◆ **Requirement**:
Everything in the listing should be restated word for word.

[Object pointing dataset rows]
•••

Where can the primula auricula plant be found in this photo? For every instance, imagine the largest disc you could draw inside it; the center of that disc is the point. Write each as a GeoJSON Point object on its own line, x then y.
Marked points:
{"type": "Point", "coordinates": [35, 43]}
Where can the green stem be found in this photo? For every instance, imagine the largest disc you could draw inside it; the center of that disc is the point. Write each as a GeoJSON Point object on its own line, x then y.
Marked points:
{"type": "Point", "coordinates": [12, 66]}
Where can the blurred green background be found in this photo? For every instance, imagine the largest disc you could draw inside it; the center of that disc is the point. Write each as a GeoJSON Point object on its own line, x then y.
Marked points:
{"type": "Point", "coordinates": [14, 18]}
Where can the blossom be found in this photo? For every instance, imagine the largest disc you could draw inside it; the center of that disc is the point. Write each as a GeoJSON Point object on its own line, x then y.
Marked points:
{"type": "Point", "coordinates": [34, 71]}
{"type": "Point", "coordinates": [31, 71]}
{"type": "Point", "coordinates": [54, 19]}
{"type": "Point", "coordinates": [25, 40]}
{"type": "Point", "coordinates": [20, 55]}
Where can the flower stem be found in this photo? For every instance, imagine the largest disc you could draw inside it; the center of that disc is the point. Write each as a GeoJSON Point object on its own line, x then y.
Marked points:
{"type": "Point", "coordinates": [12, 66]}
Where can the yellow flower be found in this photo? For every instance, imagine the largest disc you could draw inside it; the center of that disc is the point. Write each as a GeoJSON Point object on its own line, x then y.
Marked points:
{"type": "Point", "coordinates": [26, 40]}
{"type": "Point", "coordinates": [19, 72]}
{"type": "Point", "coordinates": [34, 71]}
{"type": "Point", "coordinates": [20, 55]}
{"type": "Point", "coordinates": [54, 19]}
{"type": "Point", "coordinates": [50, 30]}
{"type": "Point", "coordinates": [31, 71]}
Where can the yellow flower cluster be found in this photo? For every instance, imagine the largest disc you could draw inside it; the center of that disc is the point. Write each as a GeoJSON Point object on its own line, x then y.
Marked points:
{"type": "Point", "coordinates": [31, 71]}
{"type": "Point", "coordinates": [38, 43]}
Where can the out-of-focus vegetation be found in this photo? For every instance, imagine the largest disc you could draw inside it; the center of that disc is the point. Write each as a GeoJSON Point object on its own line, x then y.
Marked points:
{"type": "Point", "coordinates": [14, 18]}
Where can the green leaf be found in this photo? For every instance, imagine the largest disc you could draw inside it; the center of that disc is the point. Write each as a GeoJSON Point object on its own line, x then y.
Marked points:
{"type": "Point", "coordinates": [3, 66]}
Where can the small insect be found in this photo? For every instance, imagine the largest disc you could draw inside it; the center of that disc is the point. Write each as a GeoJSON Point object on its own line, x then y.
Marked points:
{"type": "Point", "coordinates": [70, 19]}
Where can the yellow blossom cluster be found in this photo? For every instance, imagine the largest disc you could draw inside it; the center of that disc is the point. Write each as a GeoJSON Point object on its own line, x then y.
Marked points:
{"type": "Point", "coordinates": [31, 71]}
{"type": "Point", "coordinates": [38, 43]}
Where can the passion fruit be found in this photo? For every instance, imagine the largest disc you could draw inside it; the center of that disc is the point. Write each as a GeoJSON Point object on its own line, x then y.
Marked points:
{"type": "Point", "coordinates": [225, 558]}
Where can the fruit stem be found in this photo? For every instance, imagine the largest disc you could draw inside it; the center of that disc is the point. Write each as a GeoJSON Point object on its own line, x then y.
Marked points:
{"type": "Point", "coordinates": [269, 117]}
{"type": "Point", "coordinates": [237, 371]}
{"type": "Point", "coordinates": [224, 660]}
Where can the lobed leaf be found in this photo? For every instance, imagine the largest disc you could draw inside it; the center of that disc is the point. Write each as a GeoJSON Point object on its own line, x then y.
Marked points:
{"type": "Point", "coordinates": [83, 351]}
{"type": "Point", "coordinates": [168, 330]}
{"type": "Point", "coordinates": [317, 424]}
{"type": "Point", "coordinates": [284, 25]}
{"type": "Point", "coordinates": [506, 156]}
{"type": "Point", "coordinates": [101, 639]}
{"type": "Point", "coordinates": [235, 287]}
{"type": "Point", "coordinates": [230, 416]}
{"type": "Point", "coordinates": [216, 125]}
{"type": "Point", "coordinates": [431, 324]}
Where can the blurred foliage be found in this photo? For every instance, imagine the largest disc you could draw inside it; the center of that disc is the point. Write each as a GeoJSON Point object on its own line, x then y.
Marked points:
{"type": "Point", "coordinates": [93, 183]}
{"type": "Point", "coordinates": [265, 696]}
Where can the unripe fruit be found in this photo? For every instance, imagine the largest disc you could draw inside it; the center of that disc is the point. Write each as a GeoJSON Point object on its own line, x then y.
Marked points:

•••

◆ **Correct output**:
Where can the primula auricula plant be found in this photo? For every instance, imagine the largest disc you could draw inside it; the center of that disc is the point. Write each as a GeoJSON Point object on its own line, x then y.
Marked points:
{"type": "Point", "coordinates": [35, 43]}
Where can the green stem be found in this photo? For every instance, imagine the largest disc you could draw inside it; the center of that disc is the point. Write each as a GeoJSON Point object on its own line, x then y.
Marked points:
{"type": "Point", "coordinates": [12, 66]}
Where can the blurred green background be found in this photo? For every instance, imagine the largest disc you could draw inside it; the center of that disc is the point. Write each as a GeoJSON Point object on its own line, x then y.
Marked points:
{"type": "Point", "coordinates": [14, 18]}
Where can the blossom be found in this photo? For every instance, imagine the largest disc you could draw inside it; the center of that disc is the point. Write each as a GeoJSON Point object on its own line, x then y.
Marked points:
{"type": "Point", "coordinates": [34, 71]}
{"type": "Point", "coordinates": [31, 71]}
{"type": "Point", "coordinates": [54, 19]}
{"type": "Point", "coordinates": [25, 40]}
{"type": "Point", "coordinates": [20, 55]}
Where can the flower stem be found in this photo? For every instance, imagine the largest disc you could draw inside it; the center of that disc is the point. Write each as a GeoJSON Point object on its own line, x then y.
Marked points:
{"type": "Point", "coordinates": [12, 66]}
Where can the yellow flower be found in this photo? For every instance, imagine the largest disc you could draw inside it; the center of that disc is the point. Write each as a GeoJSON Point object on its own line, x then y.
Marked points:
{"type": "Point", "coordinates": [26, 40]}
{"type": "Point", "coordinates": [19, 72]}
{"type": "Point", "coordinates": [34, 71]}
{"type": "Point", "coordinates": [20, 55]}
{"type": "Point", "coordinates": [54, 19]}
{"type": "Point", "coordinates": [50, 30]}
{"type": "Point", "coordinates": [31, 71]}
Where can the yellow flower cluster be found in this photo? For every instance, imagine the largest disc you could draw inside it; the center of that disc is the point. Write each as a GeoJSON Point object on its own line, x then y.
Marked points:
{"type": "Point", "coordinates": [31, 71]}
{"type": "Point", "coordinates": [38, 43]}
Where can the out-of-focus vegetation be found in this photo? For every instance, imagine the largest disc you could draw inside it; the center of that disc is the point. Write each as a GeoJSON Point object on its own line, x then y.
Marked points:
{"type": "Point", "coordinates": [14, 18]}
Where can the green leaf be found in this photo? For every instance, imagine the largest disc you could draw inside it; the center of that disc is the point. Write each as a GeoJSON Point object on its own line, x then y.
Marked points:
{"type": "Point", "coordinates": [3, 66]}
Where can the small insect be found in this photo? For every instance, imagine the largest disc you could draw inside it; the center of that disc is the point. Write each as a GeoJSON Point object on its own line, x then y.
Marked points:
{"type": "Point", "coordinates": [70, 19]}
Where can the yellow blossom cluster be found in this photo? For every instance, imagine the largest disc you could draw inside it; the center of that disc is the point. Write each as a GeoJSON Point object on its own line, x then y.
Marked points:
{"type": "Point", "coordinates": [31, 71]}
{"type": "Point", "coordinates": [38, 43]}
Where can the passion fruit be found in this photo? For every instance, imagine the largest disc you could draw inside it; the center of that disc is the point. Write each as a GeoJSON Point object on its own line, x then y.
Marked points:
{"type": "Point", "coordinates": [225, 558]}
Where can the fruit stem be found in this photo? For every instance, imagine the largest disc you could draw inside it; the center of that disc is the point. Write each as a GeoJSON Point object on its own line, x then y.
Marked points:
{"type": "Point", "coordinates": [269, 117]}
{"type": "Point", "coordinates": [237, 371]}
{"type": "Point", "coordinates": [224, 660]}
Where can the lobed leaf be found in this photo? For every instance, imagine the largest disc you could draw inside it; the center of that disc is the point. Write each as a GeoJSON Point object on its own line, x then y.
Marked points:
{"type": "Point", "coordinates": [83, 351]}
{"type": "Point", "coordinates": [168, 330]}
{"type": "Point", "coordinates": [317, 424]}
{"type": "Point", "coordinates": [284, 25]}
{"type": "Point", "coordinates": [506, 156]}
{"type": "Point", "coordinates": [101, 639]}
{"type": "Point", "coordinates": [235, 287]}
{"type": "Point", "coordinates": [230, 416]}
{"type": "Point", "coordinates": [216, 125]}
{"type": "Point", "coordinates": [431, 324]}
Where can the blurred foliage be found in this photo? For every instance, imagine the largest disc you could draw inside it; the center of that disc is the point. Write each as a GeoJSON Point object on its own line, x then y.
Marked points:
{"type": "Point", "coordinates": [93, 183]}
{"type": "Point", "coordinates": [265, 696]}
Where can the unripe fruit be found in this photo? For every instance, imagine the largest disc you could draw inside it; the center of that disc is the point. Write each as a GeoJSON Point object on its own line, x then y.
Marked points:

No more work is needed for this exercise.